--- START OF The input ---
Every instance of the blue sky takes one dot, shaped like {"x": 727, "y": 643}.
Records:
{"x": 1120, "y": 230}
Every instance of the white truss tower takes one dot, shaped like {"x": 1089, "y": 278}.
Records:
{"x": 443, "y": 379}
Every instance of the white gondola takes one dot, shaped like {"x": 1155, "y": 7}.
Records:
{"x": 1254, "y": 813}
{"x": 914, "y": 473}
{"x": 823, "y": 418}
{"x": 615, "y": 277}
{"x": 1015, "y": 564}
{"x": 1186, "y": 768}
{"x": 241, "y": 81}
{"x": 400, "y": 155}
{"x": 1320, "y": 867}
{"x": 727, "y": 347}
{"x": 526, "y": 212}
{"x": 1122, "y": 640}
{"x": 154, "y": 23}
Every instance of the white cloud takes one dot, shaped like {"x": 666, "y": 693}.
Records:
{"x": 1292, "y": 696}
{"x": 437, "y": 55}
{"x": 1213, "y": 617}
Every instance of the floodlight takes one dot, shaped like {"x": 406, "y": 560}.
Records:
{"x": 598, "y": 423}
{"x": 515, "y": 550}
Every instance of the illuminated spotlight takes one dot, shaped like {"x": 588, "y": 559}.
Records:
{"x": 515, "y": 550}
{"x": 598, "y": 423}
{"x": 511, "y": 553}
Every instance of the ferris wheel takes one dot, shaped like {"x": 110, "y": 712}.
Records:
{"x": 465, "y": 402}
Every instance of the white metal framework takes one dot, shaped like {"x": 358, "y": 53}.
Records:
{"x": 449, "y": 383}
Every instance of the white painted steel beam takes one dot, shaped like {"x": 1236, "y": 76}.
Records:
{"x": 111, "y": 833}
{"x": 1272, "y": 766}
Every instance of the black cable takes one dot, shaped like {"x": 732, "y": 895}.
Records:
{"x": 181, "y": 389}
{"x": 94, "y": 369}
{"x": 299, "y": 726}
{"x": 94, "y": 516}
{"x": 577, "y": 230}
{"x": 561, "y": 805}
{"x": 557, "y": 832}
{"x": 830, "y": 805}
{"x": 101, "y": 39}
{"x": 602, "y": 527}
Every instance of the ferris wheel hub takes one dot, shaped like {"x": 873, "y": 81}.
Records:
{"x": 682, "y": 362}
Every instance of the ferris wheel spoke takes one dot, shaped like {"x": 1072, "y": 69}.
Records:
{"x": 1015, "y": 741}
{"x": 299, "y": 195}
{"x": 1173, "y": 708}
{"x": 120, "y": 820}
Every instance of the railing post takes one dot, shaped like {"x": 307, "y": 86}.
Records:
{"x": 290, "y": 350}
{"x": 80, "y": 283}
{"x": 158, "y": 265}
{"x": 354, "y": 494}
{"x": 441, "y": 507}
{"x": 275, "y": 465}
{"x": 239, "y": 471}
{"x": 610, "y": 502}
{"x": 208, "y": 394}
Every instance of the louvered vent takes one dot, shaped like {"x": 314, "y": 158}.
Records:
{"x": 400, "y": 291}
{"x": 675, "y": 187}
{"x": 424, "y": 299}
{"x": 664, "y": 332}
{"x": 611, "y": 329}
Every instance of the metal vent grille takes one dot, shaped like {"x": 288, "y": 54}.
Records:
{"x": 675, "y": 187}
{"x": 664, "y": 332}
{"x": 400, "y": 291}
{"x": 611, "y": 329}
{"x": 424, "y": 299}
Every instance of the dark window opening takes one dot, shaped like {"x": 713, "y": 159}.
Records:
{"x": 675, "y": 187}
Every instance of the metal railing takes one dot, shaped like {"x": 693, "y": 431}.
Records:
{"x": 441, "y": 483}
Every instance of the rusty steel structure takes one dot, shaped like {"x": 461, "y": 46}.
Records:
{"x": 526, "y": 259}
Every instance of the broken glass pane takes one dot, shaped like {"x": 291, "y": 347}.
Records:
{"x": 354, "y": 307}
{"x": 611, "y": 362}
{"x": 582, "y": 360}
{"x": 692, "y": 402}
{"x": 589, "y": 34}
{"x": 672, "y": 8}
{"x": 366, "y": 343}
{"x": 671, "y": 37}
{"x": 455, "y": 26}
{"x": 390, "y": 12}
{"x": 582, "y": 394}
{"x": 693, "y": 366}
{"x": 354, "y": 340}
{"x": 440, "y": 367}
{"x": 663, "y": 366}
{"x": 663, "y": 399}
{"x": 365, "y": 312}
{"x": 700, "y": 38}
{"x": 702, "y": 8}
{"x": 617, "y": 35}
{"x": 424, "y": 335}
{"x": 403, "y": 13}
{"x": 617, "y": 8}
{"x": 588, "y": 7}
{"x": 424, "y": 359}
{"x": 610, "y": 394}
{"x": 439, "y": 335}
--- END OF The input ---
◆ **Problem description**
Output only the lines from the one holding "Every instance of the metal railing" through the last line above, exactly as they appear.

◆ **Right answer**
Every instance of the metal railing takes one dot, shaped like {"x": 693, "y": 431}.
Records:
{"x": 441, "y": 483}
Every instance of the rusty steel structure takes one dot, shaped like {"x": 461, "y": 46}.
Records:
{"x": 526, "y": 259}
Every instance of the broken glass pane takes one dot, shaped like {"x": 291, "y": 347}.
Records:
{"x": 354, "y": 307}
{"x": 611, "y": 362}
{"x": 582, "y": 360}
{"x": 692, "y": 402}
{"x": 589, "y": 34}
{"x": 672, "y": 8}
{"x": 366, "y": 343}
{"x": 671, "y": 37}
{"x": 455, "y": 26}
{"x": 390, "y": 12}
{"x": 582, "y": 394}
{"x": 693, "y": 366}
{"x": 354, "y": 340}
{"x": 440, "y": 367}
{"x": 663, "y": 366}
{"x": 663, "y": 399}
{"x": 365, "y": 312}
{"x": 700, "y": 38}
{"x": 702, "y": 8}
{"x": 617, "y": 35}
{"x": 424, "y": 335}
{"x": 403, "y": 13}
{"x": 617, "y": 8}
{"x": 588, "y": 7}
{"x": 424, "y": 359}
{"x": 610, "y": 394}
{"x": 439, "y": 335}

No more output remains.